### ASSIGNMENT
Starting from the line with "Label the ceiling", transcribe each line to the end of the records below. Copy them exactly and write nothing else.

### PROVIDED DATA

────────

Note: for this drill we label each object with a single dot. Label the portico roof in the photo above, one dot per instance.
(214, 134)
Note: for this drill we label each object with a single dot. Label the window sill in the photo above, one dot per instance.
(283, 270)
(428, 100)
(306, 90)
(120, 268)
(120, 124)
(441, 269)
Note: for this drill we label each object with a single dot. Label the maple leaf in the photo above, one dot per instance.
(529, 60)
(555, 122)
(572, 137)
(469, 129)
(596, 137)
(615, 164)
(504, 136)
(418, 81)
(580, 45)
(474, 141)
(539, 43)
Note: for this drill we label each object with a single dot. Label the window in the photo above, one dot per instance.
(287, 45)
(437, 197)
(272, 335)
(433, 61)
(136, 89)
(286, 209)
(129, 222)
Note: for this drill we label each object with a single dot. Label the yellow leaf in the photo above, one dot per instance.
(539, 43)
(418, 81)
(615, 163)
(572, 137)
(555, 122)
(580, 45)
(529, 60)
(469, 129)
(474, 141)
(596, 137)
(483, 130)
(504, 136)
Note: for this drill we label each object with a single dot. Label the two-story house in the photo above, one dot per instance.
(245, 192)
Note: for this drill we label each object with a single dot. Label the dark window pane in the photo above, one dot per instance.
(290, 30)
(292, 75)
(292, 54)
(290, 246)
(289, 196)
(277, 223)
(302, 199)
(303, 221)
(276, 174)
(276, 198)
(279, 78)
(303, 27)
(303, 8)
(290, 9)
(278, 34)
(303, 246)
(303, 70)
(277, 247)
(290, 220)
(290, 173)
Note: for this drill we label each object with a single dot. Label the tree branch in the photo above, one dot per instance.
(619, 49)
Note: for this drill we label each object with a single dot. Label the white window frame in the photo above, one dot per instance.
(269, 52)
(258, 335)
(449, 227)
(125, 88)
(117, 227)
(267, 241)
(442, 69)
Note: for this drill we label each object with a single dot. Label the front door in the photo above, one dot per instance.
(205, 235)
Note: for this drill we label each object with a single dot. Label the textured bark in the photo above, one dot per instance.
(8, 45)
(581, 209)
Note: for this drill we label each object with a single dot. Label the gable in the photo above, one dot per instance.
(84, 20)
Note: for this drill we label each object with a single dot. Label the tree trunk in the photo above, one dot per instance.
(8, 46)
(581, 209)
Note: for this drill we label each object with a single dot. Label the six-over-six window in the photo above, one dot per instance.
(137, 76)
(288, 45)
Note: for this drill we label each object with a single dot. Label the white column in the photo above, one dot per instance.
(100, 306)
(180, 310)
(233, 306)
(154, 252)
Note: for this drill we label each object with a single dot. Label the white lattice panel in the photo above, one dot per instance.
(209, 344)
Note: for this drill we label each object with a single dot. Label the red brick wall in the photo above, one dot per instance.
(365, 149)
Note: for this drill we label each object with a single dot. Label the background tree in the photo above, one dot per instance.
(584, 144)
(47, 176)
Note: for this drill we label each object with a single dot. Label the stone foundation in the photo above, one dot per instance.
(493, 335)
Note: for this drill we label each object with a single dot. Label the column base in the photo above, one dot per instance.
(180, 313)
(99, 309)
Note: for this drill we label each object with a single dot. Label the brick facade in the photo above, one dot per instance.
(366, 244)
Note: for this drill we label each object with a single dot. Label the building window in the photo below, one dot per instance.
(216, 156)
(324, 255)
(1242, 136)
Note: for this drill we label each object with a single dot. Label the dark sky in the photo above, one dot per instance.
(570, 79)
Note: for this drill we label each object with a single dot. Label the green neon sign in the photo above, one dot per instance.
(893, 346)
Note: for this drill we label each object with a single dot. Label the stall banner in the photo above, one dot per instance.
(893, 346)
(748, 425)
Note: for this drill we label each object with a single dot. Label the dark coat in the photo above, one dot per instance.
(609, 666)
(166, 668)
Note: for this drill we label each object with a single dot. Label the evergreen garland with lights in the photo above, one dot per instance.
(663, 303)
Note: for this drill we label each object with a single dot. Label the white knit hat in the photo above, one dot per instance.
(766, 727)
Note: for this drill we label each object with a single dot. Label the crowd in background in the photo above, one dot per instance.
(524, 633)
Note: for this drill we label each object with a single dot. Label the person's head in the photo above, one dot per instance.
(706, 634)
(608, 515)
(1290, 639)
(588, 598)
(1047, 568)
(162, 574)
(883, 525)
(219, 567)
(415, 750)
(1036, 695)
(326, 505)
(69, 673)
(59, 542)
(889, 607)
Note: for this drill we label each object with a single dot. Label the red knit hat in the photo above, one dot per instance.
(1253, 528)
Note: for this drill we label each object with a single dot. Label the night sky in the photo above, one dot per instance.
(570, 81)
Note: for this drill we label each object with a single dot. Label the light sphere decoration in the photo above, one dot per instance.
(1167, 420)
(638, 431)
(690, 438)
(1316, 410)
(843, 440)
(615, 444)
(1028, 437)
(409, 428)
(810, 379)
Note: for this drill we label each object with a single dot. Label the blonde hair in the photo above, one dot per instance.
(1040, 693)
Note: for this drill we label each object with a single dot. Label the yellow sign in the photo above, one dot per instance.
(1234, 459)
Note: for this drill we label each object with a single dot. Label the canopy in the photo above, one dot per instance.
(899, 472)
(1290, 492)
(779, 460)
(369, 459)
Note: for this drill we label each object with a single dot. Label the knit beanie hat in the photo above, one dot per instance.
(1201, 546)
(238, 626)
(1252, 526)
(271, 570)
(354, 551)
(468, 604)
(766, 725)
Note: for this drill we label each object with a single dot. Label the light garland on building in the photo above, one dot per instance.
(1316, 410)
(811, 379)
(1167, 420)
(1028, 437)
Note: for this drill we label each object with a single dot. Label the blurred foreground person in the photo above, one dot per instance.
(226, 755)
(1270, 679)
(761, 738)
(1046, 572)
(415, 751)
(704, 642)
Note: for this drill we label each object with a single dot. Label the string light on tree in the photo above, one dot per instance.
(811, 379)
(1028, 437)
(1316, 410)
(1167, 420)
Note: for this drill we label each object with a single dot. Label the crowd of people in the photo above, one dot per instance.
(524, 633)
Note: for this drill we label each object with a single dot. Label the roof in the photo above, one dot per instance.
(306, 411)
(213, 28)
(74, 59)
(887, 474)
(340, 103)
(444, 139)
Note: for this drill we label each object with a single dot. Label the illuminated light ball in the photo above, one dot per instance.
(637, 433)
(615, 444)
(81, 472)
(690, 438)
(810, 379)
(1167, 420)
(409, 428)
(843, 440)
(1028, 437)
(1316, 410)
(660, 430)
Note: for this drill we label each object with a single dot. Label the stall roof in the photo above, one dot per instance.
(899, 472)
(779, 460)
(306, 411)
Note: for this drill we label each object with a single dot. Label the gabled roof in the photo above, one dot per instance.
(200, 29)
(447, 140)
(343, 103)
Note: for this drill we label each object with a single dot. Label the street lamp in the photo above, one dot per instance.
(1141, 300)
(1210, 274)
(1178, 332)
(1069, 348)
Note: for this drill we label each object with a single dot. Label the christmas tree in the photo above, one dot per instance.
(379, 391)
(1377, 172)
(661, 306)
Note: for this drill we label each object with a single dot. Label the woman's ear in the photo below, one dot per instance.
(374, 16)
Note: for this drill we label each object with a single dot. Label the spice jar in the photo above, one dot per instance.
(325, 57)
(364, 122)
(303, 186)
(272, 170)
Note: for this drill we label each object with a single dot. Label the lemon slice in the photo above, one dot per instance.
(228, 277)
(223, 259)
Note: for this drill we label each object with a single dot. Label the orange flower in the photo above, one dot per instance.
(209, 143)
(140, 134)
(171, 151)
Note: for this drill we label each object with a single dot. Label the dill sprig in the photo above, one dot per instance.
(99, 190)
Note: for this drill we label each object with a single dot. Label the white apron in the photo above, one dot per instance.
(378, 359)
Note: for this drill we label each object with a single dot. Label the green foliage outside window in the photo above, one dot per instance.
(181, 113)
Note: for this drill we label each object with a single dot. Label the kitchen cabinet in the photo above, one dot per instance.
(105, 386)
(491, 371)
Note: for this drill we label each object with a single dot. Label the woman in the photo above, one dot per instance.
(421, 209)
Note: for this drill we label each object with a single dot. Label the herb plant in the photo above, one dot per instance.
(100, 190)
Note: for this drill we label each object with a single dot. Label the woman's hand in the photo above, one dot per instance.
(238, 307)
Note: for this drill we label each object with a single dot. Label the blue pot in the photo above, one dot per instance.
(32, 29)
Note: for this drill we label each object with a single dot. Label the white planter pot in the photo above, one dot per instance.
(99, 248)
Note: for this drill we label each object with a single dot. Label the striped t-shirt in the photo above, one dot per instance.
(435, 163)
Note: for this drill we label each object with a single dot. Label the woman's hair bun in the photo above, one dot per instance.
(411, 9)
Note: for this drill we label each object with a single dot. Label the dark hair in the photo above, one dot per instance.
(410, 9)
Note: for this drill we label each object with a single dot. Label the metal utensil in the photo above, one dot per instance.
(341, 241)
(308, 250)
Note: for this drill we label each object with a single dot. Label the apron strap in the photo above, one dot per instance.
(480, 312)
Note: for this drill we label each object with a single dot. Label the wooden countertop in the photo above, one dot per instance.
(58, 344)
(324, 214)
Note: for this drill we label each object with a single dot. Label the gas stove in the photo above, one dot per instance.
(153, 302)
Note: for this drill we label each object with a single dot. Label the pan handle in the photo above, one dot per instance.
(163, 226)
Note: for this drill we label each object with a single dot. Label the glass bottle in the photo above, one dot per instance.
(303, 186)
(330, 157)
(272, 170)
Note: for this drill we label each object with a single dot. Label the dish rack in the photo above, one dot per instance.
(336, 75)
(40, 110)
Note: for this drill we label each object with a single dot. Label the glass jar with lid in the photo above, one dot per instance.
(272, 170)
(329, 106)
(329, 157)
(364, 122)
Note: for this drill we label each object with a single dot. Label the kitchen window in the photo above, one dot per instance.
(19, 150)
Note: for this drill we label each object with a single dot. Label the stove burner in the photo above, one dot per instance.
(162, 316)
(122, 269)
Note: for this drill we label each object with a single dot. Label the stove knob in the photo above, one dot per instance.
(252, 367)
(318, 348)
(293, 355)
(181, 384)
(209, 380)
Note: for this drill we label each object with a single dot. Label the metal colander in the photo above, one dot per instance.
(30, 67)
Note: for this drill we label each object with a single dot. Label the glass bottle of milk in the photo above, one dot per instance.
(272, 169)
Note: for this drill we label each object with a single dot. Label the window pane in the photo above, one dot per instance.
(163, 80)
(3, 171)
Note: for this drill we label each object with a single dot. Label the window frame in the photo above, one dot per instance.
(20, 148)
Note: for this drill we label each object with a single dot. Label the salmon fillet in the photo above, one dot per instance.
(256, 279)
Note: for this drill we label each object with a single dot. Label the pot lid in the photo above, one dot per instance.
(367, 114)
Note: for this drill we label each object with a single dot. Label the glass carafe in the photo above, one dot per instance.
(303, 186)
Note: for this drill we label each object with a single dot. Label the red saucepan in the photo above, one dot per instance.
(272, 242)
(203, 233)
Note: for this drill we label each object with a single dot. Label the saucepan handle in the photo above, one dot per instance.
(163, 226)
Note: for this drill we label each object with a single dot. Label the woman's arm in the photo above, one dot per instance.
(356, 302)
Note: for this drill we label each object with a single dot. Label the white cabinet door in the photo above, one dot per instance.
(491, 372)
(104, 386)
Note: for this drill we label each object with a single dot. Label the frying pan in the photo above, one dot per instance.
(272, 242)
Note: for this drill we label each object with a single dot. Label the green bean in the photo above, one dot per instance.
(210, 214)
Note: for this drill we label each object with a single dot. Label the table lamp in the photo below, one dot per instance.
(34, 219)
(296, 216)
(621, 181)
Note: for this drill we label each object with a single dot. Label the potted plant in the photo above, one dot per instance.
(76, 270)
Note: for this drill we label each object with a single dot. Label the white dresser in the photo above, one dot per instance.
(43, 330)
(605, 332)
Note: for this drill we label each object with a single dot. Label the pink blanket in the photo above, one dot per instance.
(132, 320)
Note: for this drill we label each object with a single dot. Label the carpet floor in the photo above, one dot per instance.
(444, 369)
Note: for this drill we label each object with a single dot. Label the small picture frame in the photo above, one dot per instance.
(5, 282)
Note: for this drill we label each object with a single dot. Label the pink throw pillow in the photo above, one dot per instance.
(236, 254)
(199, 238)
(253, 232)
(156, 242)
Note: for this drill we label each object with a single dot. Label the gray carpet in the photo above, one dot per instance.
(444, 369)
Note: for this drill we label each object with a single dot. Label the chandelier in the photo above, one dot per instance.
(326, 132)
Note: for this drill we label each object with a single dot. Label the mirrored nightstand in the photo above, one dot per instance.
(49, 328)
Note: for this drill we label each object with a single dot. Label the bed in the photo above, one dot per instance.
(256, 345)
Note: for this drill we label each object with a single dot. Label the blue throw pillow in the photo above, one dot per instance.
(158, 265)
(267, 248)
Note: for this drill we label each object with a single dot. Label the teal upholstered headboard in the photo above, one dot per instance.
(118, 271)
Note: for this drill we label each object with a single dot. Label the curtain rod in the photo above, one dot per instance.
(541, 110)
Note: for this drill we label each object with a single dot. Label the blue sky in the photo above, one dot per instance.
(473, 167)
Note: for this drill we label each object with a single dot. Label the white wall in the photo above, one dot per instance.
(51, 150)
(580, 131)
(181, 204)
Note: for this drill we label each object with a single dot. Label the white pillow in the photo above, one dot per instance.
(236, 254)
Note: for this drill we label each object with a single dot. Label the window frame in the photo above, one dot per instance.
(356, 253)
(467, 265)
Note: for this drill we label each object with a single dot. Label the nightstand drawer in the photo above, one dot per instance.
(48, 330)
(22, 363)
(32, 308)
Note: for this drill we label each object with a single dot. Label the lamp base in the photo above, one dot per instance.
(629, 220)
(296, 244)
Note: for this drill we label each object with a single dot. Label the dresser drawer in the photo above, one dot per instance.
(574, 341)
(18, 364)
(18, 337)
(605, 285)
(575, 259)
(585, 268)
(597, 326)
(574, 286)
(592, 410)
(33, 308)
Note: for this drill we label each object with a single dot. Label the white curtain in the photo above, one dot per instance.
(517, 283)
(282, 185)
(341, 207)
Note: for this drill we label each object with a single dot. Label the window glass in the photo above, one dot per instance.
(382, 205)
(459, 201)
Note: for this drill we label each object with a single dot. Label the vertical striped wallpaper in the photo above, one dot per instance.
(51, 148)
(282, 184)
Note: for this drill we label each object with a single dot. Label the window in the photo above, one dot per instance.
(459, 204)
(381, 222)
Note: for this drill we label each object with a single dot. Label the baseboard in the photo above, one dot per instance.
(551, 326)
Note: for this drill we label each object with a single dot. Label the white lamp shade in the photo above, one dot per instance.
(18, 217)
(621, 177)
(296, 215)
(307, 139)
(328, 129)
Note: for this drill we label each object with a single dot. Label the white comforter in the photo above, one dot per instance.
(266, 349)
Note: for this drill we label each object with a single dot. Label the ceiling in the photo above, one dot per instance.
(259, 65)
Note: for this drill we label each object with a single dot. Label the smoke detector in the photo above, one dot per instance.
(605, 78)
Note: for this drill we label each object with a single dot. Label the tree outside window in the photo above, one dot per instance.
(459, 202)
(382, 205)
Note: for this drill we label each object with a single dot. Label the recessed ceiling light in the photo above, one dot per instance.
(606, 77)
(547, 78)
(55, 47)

────────

### EXPECTED OUTPUT
Note: for this drill we label each object with a single dot. Label the ceiling in the photo above, one dot per instance.
(259, 65)
Note: for this drill we label each object with a single dot. Label the smoke detector in the photo above, one dot per instance.
(605, 78)
Note: for this drill we label each object with a single dot. Label the tree outside window in the photo above, one dot per instance.
(459, 202)
(382, 205)
Note: for this drill we label each object with a single dot. Label the recessed ceiling light in the photo above, one dot per instance.
(606, 77)
(547, 78)
(55, 47)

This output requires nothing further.